TEXT PASSAGE start

Henry Clinton Martindale (May 6, 1780 in Berkshire County, Massachusetts – April 22, 1860 in Sandy Hill, Washington County, New York) was an American lawyer and politician from New York.

Life
He graduated from Williams College in 1800. Then he studied law, was admitted to the bar, and practiced at Sandy Hill (now Hudson Falls) from 1801 to 1860. His law office is located in the Hudson Falls Historic District, added to the National Register of Historic Places in 1983.

Among the prospective attorneys who studied law under Martindale's tutelage was Silas Wright.  Martindale was Surrogate of Washington County from 1816 to 1819, and District Attorney from 1821 to 1828.

Martindale was elected as an Adams-Clay Federalist to the 18th, re-elected as an Adams man to the 19th and 20th, as an Anti-Jacksonian to the 21st, and as an Anti-Mason to the 23rd United States Congress, holding office from March 4, 1823, to March 3, 1831, and from March 4, 1833, to March 3, 1835.

He was appointed by Governor William H. Seward as a canal appraiser, holding this post from 1840 to 1843.

TEXT PASSAGE end
EXCERPTED RECORDS start

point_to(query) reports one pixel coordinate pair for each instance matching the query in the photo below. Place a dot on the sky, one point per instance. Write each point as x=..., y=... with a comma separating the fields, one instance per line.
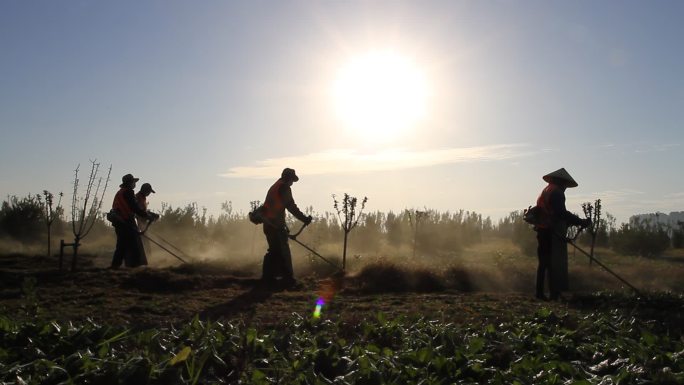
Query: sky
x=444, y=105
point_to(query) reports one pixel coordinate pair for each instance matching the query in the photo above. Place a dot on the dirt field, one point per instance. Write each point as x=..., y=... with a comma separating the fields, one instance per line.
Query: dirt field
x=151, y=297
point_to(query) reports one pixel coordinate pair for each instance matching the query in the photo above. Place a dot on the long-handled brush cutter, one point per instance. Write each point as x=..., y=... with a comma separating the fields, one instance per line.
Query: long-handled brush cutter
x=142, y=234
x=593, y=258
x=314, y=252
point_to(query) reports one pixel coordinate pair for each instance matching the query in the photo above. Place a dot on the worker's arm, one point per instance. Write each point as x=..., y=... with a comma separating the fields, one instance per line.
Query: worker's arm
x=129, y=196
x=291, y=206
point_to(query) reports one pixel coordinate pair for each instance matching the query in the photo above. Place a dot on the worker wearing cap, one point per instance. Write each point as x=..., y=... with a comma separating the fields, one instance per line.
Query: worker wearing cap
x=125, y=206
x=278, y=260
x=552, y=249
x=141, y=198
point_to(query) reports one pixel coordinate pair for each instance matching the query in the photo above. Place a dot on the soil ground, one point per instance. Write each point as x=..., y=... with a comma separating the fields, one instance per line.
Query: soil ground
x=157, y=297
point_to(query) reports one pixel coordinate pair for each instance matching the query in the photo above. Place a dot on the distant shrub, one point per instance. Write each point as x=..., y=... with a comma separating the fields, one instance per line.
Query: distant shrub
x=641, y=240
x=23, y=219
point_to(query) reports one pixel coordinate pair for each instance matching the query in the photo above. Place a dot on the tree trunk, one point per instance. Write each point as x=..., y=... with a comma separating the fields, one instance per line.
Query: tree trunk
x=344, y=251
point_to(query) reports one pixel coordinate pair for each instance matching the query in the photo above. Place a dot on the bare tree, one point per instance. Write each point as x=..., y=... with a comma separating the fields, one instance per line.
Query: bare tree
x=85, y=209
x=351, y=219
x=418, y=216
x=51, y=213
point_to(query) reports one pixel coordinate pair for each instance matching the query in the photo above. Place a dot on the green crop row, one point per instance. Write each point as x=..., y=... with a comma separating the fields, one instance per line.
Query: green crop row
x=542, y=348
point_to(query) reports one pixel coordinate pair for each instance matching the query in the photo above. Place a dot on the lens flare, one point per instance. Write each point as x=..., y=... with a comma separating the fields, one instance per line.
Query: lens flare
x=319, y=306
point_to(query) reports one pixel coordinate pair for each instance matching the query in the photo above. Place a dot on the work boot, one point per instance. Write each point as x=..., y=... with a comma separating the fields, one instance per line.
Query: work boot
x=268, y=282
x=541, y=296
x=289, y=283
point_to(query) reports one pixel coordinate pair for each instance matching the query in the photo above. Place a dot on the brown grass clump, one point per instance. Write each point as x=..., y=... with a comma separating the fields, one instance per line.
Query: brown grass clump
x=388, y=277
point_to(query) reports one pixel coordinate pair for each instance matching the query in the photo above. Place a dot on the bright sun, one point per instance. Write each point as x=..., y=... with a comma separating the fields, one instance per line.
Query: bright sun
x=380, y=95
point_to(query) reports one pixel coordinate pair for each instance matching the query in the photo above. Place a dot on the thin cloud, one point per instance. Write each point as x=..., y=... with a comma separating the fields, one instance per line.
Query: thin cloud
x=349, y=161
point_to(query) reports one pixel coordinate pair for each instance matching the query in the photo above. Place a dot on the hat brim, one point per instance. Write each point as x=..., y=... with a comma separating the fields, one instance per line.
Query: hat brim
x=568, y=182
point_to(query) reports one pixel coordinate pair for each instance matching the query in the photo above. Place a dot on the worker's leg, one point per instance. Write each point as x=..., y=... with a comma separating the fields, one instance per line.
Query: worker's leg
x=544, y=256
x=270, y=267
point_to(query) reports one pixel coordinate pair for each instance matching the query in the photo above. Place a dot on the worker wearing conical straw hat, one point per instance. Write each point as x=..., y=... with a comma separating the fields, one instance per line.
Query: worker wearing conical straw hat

EXCERPTED RECORDS end

TASK REQUIREMENTS:
Continue the biographical passage on Henry Clinton Martindale from the point where it stops.

WRITTEN ANSWER:
He was buried at the Kingsbury Cemetery in Kingsbury, New York.

His son John H. Martindale was a Union Army general and New York State Attorney General.

Notes

Sources

The New York Civil List compiled by Franklin Benjamin Hough (pages 43, 71f, 384 and 419; Weed, Parsons and Co., 1858)

1780 births
1860 deaths
People from Berkshire County, Massachusetts
Democratic-Republican Party members of the United States House of Representatives from New York (state)
New York (state) National Republicans
National Republican Party members of the United States House of Representatives
Anti-Masonic Party members of the United States House of Representatives from New York (state)
County district attorneys in New York (state)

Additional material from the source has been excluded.